• _PASSAGE SHOWN_:
Veteran’s Day Laughs, y’all

Veterans day: a day when lonely men dust off their USMC hats and go get drunk with other lonely men, when daughters and granddaughters post pictures of vets in their families on the Facebook, and when everyone else either just pisses their day off away, or sits in an office stewing because they didn’t get the day off.

It’s something else though, as a nation, we’re creating veterans like it’s crucial to our GDP, and shit, since we also make a lot of the world’s war machines, I guess it is. War is crazy, and people that end up fighting in wars usually, disproportionately even, end up one of three things: dead, blown to bits but alive, or deeply disturbed/haunted. I’m guessing there are plenty of veterans who don’t end up in one of these categories, but it seems to me that being in a situation where your mortality is on the line is always super intense, and knowing that you could, at any given moment, be in a position where you have to decide if someone lives or dies, well, that’s pretty fucking intense too. I don’t know how you could come out of a situation like war unscathed. In fact, now that I ponder it, I don’t think I’d trust someone who came away from a combat experience completely stable. That seems like an inhuman response.

Vets, I’m guessing, don’t always want to end up in combat situations. Some do, sure. But, shit, man, some football players WANT to paralyze the opposition. Some creeps in metal bands want to bone 14 year olds. Some people cut up cheerleaders and make their skin into masks and lampshades. Some people like Chris Brown. Most humans, however, are generally good (yes, this is something I truly believe), and as such, dealing death and pain is generally not something any of us are programmed to want to do.

• _DIRECTIONS_:
1. What three outcomes does the Veterans Day post say people who fight in wars disproportionately end up with?
2. Arrange the lines of the records, starting at the line containing "TASK: localize book on shelf" and ending at the last line of the records, into a Markdown table with the columns Row and Line, omitting blank lines.
The text and the records have no connection to each other.

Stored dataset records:
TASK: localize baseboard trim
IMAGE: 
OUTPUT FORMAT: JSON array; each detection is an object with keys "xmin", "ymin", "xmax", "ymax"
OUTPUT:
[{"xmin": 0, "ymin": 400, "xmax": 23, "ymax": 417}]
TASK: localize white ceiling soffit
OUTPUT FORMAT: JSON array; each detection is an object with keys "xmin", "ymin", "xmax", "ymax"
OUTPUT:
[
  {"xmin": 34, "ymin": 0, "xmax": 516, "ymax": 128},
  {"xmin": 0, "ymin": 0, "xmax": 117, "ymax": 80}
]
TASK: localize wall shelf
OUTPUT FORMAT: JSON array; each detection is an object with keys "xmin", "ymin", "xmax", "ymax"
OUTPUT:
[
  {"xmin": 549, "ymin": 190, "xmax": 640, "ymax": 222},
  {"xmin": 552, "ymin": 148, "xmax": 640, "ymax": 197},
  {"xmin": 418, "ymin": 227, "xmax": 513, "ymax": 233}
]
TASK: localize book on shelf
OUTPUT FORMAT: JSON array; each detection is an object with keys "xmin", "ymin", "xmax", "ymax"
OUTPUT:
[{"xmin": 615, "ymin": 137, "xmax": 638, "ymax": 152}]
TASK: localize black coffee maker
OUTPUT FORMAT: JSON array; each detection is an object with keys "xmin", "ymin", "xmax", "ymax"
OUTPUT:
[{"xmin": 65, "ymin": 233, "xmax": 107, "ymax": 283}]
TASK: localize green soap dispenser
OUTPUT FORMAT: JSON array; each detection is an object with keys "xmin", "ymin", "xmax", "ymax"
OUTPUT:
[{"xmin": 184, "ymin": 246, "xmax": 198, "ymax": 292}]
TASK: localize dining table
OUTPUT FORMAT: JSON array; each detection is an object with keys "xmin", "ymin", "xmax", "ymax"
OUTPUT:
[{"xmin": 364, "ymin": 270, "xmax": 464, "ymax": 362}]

• _PROBLEM SOLUTIONS_:
1. Dead, blown to bits but alive, or deeply disturbed/haunted.

2.
| Row | Line |
|---|---|
| 1 | TASK: localize book on shelf |
| 2 | OUTPUT FORMAT: JSON array; each detection is an object with keys "xmin", "ymin", "xmax", "ymax" |
| 3 | OUTPUT: |
| 4 | [{"xmin": 615, "ymin": 137, "xmax": 638, "ymax": 152}] |
| 5 | TASK: localize black coffee maker |
| 6 | OUTPUT FORMAT: JSON array; each detection is an object with keys "xmin", "ymin", "xmax", "ymax" |
| 7 | OUTPUT: |
| 8 | [{"xmin": 65, "ymin": 233, "xmax": 107, "ymax": 283}] |
| 9 | TASK: localize green soap dispenser |
| 10 | OUTPUT FORMAT: JSON array; each detection is an object with keys "xmin", "ymin", "xmax", "ymax" |
| 11 | OUTPUT: |
| 12 | [{"xmin": 184, "ymin": 246, "xmax": 198, "ymax": 292}] |
| 13 | TASK: localize dining table |
| 14 | OUTPUT FORMAT: JSON array; each detection is an object with keys "xmin", "ymin", "xmax", "ymax" |
| 15 | OUTPUT: |
| 16 | [{"xmin": 364, "ymin": 270, "xmax": 464, "ymax": 362}] |